# Excerpt provided:
○ ○ ○ ○

Right field is the most densely populated position in the Hall of Fame, with 24 inductees. A full third of the (eight) are bumped to make room for better players. The spectrum is wide here, with players ranging in value from Enos Slaughter (a great player) to Tommy McCarthy (a head scratcher).

Just four players are added in their place, but they were four damn good players who I'm happy to see added.

Who's Out?

These eight players are in the Hall of Fame, but did not make it into the Hall of wWAR:

  • Enos Slaughter: This omission doesn't feel very good because (a) Slaughter only misses becuase of the higher baseline for LF/RF/1B and (b) he lost three years to the war and easily would have made it, had he played. Perhaps I need some sort of adjustment for time lost to war. Slaughter missed his age 27, 28, and 29 seasons—in other words, his prime. He posted WAR figures of 3.7, 4.0, 3.6, and 7.1 before departing and 5.0, 3.8, 5.0, and 5.4 upon returning. Take the worst of those seasons and multiply it by three—he would have made it.
  • Kiki Cuyler: Cuyler was inducted on the strength of a .321/.386/.474 batting line (of couse, I say that but it was probably just the .321). In his era, that was a 125 OPS+ (good, but not Hall of Fame good). He ran well and was a decent fielder, but at 49.6 WAR and 68.4 wWAR he just didn't produce enough for the Hall of wWAR.
  • Harry Hooper: Interestingly enough, Harry Hooper has all the characteristics of a guy Hall of Fame voters would pass over, leaving us saberists to support him. He hit an "okay" (for a Hall of Famer) .281 with an OBP 87 points higher (.368). He was a great outfielder by Total Zone, too (77 runs). He falls short of the Hall of wWAR, but he did make it to the Hall of Fame as a 1970s Veteran's Committee pick.
  • Sam Thompson: It's not difficult to see why Sam Thompson was inducted. His batting line was .331/.384/.505. His OPS+ was 146. He posted 431 batting runs and was pretty much average in other aspects of his game. He had a batting title. He had a .400 season. He was an RBI machine. What's the problem then? He takes a big hit from the positional adjustment (–92), plus he didn't play all that long (1410 games). He played at an above average rate, but not for long enough to compile value above replacement to get into the Hall of wWAR. It's somewhat Koufaxian, except of course that Koufax was crammed his value into his final few seasons (which really bumped his WAE and WAM way up). Thompson was excellent through his entire abbreviated career, so the peak numbers don't give him as much of a boost.

○ ○ ○ ○

# Stated task A:
In the Hall of Fame excerpt, rewrite the paragraph beginning "Kiki Cuyler:" more briefly, keeping its main facts.
# Stated task B:
Quote the Hall of Fame excerpt from "Right field is" up to and including "to see added.".

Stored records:
○ ○ ○ ○

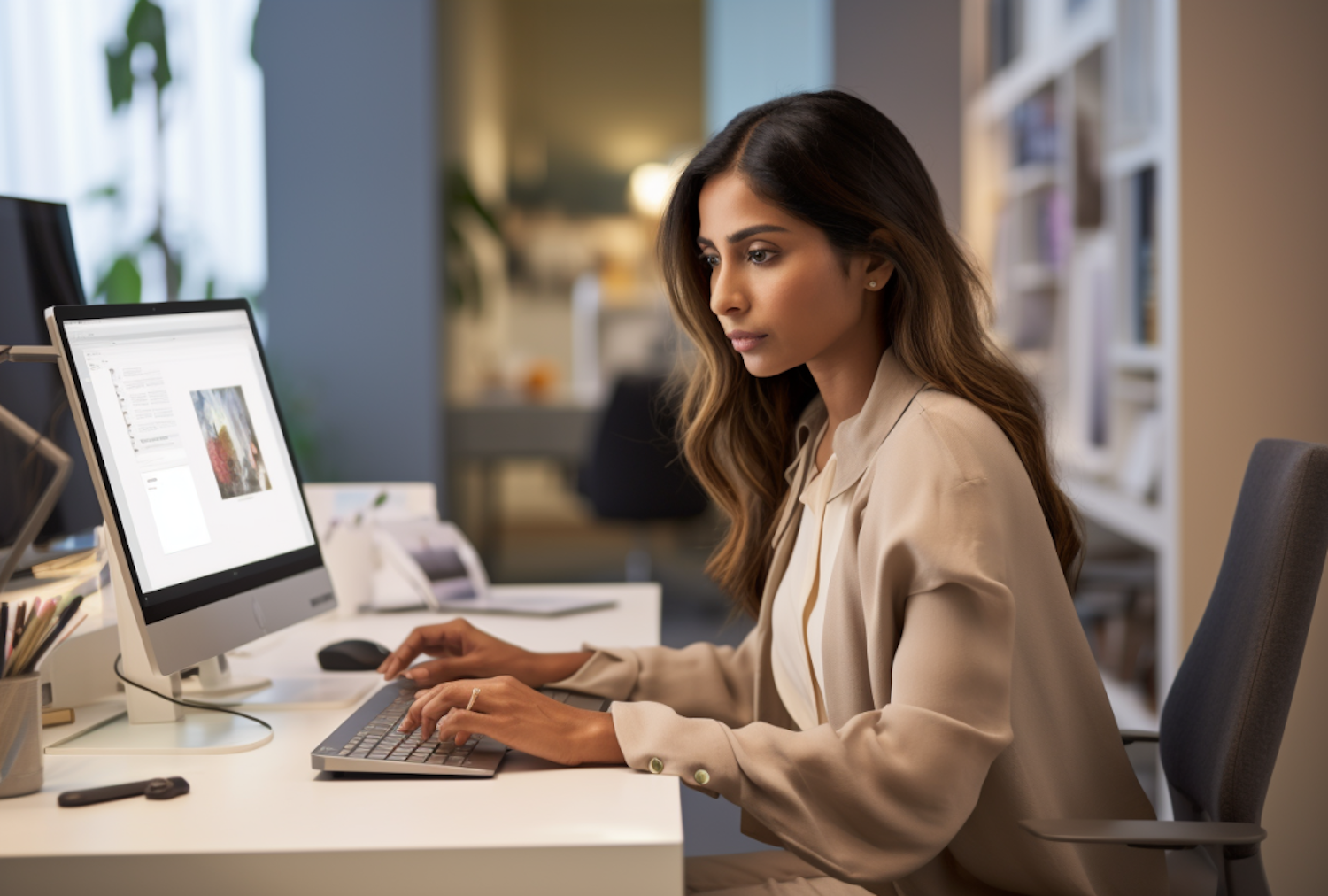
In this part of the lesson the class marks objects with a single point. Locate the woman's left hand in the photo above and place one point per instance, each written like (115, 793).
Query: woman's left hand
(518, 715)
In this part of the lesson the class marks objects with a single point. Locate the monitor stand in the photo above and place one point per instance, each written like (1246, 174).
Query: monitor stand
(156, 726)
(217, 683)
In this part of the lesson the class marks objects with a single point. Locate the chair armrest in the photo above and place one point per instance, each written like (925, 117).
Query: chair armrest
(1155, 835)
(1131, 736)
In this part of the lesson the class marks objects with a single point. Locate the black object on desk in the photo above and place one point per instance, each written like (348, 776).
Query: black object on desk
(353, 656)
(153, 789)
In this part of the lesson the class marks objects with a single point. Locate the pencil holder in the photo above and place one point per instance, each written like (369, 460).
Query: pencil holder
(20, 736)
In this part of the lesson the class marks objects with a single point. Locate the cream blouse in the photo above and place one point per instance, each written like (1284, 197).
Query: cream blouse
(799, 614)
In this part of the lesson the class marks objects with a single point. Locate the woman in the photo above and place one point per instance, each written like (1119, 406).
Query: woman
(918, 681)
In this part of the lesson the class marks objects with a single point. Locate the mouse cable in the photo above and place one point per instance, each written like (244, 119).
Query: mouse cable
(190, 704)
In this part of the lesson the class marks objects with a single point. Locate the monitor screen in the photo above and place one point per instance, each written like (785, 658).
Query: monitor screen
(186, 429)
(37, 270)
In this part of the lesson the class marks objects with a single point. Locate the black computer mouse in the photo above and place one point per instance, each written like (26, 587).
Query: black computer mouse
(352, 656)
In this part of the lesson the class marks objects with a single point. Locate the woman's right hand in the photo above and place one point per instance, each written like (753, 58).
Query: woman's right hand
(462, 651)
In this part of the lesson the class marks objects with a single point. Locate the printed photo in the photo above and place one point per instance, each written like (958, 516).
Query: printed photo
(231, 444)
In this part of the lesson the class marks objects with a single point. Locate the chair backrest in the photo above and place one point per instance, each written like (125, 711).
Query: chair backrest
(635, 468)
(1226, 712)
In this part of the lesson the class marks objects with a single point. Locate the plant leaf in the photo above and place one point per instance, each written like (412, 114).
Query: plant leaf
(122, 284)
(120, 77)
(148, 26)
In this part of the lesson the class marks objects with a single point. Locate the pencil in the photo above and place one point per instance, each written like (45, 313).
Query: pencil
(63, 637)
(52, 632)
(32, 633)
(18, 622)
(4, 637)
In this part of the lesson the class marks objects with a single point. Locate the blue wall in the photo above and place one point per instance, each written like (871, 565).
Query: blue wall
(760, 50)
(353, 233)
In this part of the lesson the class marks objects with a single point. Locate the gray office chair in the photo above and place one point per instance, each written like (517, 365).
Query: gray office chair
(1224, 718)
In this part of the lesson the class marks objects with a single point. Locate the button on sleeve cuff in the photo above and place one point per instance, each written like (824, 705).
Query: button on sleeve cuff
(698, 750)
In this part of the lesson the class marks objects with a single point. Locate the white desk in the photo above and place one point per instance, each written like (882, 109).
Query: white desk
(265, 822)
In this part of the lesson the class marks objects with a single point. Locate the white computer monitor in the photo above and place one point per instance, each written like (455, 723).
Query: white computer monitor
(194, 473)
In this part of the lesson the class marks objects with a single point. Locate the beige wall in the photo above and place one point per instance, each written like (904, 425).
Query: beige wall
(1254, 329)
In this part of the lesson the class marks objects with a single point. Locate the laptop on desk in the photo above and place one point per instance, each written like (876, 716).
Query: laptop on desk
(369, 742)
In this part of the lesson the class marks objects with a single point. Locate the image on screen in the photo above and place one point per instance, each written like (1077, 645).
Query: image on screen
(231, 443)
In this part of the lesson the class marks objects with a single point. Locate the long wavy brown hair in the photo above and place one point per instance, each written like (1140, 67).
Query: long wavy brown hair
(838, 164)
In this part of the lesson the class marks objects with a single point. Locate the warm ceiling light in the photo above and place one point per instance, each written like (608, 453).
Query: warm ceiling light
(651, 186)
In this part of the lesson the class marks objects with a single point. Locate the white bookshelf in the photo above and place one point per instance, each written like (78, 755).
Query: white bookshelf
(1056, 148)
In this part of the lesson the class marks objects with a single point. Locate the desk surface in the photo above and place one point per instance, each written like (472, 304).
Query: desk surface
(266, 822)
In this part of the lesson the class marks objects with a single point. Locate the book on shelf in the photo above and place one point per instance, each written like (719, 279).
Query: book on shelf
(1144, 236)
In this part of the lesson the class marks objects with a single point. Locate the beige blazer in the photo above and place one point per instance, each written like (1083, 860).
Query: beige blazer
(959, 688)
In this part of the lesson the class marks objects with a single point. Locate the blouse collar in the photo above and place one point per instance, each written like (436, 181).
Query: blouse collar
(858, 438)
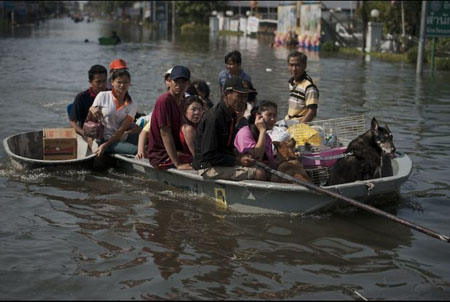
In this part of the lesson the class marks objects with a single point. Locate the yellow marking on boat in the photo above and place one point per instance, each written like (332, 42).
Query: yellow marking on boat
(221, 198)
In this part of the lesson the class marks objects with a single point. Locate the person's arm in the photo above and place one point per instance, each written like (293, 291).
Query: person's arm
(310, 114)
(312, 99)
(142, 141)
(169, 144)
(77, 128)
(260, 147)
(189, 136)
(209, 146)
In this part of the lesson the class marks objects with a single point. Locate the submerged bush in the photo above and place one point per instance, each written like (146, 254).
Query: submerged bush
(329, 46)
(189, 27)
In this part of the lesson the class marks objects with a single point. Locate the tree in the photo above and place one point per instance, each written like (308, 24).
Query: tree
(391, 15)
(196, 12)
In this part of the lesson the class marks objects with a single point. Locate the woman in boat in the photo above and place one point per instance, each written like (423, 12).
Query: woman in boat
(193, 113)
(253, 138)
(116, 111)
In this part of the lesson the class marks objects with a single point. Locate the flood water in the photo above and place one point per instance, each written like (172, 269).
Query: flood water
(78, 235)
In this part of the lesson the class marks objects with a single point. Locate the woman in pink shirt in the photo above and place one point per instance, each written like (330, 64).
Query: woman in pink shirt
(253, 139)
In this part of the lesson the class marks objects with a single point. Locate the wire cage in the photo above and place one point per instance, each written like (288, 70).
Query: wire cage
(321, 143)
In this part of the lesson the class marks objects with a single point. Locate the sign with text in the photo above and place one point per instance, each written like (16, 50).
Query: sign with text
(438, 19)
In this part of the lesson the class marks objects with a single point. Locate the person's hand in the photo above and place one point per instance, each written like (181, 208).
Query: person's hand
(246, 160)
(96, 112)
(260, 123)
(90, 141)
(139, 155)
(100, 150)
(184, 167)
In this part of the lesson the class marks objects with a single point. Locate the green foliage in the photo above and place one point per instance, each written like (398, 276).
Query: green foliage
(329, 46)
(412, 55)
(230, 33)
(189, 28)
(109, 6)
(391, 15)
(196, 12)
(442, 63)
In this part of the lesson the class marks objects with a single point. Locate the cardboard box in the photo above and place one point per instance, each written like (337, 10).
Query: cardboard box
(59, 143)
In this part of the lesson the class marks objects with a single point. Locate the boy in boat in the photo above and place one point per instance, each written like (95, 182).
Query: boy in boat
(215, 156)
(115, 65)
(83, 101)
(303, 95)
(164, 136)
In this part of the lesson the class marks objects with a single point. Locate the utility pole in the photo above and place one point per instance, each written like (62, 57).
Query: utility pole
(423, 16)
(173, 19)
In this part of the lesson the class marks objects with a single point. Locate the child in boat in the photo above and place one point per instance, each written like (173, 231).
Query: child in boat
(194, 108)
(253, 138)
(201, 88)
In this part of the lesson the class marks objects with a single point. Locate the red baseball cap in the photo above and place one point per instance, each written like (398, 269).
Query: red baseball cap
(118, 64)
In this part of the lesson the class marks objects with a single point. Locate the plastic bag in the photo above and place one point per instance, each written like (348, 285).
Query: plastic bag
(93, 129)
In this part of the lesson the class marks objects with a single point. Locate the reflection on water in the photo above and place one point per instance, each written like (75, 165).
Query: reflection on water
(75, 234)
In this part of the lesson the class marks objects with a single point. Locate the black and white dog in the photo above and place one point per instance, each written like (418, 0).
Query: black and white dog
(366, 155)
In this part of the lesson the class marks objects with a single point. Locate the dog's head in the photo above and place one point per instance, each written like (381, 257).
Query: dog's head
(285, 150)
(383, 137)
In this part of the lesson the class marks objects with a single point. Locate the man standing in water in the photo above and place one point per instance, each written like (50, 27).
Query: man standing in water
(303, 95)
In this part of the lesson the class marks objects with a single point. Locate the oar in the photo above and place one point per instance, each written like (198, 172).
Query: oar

○ ○ ○ ○

# Expected output A:
Kiki Cuyler reached the Hall of Fame mainly on his .321/.386/.474 batting line, which equaled a 125 OPS+ in his era: good, but not Hall of Fame level. He ran well and fielded decently, but with 49.6 WAR and 68.4 wWAR he fell short of the Hall of wWAR.

# Expected output B:
Right field is the most densely populated position in the Hall of Fame, with 24 inductees. A full third of the (eight) are bumped to make room for better players. The spectrum is wide here, with players ranging in value from Enos Slaughter (a great player) to Tommy McCarthy (a head scratcher).

Just four players are added in their place, but they were four damn good players who I'm happy to see added.